» **Your instructions**:
In the Tabernaemontana elegans entry, what common name is given for the species, and where is it native?

» **Reading text**:
▽
Scientific classification
- Kingdom: Plantae
- Clade: Embryophytes
- Clade: Tracheophytes
- Clade: Angiosperms
- Clade: Eudicots
- Clade: Asterids
- Order: Gentianales
- Family: Apocynaceae
- Genus: Tabernaemontana
- Species: T. elegans
- Binomial name: Tabernaemontana elegans Stapf
- Synonyms: Conopharyngia elegans (Stapf) Stapf; Leptopharyngia elegans (Stapf) Boiteau;

= Tabernaemontana elegans =

- Genus: Tabernaemontana
- Species: elegans
- Authority: Stapf
- Conservation status: LC
- Synonyms: Conopharyngia elegans (Stapf) Stapf, Leptopharyngia elegans (Stapf) Boiteau

African tree species

Tabernaemontana elegans, the toad tree, is a shrub or small tree in the family Apocynaceae. It is native to eastern Africa.
△
» **Dataset extract**:
▽
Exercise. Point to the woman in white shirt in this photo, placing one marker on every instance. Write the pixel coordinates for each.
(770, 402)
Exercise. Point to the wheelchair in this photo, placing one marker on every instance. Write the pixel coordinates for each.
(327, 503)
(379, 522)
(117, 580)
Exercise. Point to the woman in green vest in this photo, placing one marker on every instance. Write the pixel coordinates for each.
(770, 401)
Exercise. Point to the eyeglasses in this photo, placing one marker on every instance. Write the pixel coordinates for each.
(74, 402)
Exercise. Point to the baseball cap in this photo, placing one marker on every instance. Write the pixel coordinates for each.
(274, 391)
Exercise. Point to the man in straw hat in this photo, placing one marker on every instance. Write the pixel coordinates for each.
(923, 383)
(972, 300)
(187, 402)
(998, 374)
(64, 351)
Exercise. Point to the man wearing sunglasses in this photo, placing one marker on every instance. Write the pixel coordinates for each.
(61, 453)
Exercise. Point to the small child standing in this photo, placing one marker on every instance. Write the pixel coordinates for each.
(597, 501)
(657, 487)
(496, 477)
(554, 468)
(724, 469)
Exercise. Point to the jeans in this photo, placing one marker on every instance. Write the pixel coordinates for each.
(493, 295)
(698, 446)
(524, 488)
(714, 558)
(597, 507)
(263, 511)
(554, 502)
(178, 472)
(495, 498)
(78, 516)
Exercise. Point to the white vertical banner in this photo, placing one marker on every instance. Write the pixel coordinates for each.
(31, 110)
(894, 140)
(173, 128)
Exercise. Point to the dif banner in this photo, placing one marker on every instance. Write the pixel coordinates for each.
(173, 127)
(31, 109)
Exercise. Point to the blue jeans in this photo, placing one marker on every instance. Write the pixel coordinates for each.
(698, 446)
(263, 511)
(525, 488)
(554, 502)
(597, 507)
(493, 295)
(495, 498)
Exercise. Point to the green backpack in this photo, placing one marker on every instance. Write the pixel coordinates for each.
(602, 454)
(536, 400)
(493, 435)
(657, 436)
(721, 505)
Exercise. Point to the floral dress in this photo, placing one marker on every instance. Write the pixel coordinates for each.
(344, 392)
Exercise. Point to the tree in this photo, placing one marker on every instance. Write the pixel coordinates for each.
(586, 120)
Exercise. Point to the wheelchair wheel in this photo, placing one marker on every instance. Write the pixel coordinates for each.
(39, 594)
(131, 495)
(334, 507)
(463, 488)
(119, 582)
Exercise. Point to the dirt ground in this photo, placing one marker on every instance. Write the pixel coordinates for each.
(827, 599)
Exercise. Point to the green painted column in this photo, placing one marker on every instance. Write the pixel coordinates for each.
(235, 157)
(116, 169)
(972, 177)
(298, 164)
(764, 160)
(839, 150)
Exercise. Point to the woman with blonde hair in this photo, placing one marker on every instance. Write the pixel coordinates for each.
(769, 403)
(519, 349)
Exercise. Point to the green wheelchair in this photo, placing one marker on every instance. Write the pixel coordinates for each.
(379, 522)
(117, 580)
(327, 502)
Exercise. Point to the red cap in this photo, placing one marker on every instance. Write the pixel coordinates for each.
△
» **Solution to the problem**:
It is called the toad tree, and it is native to eastern Africa.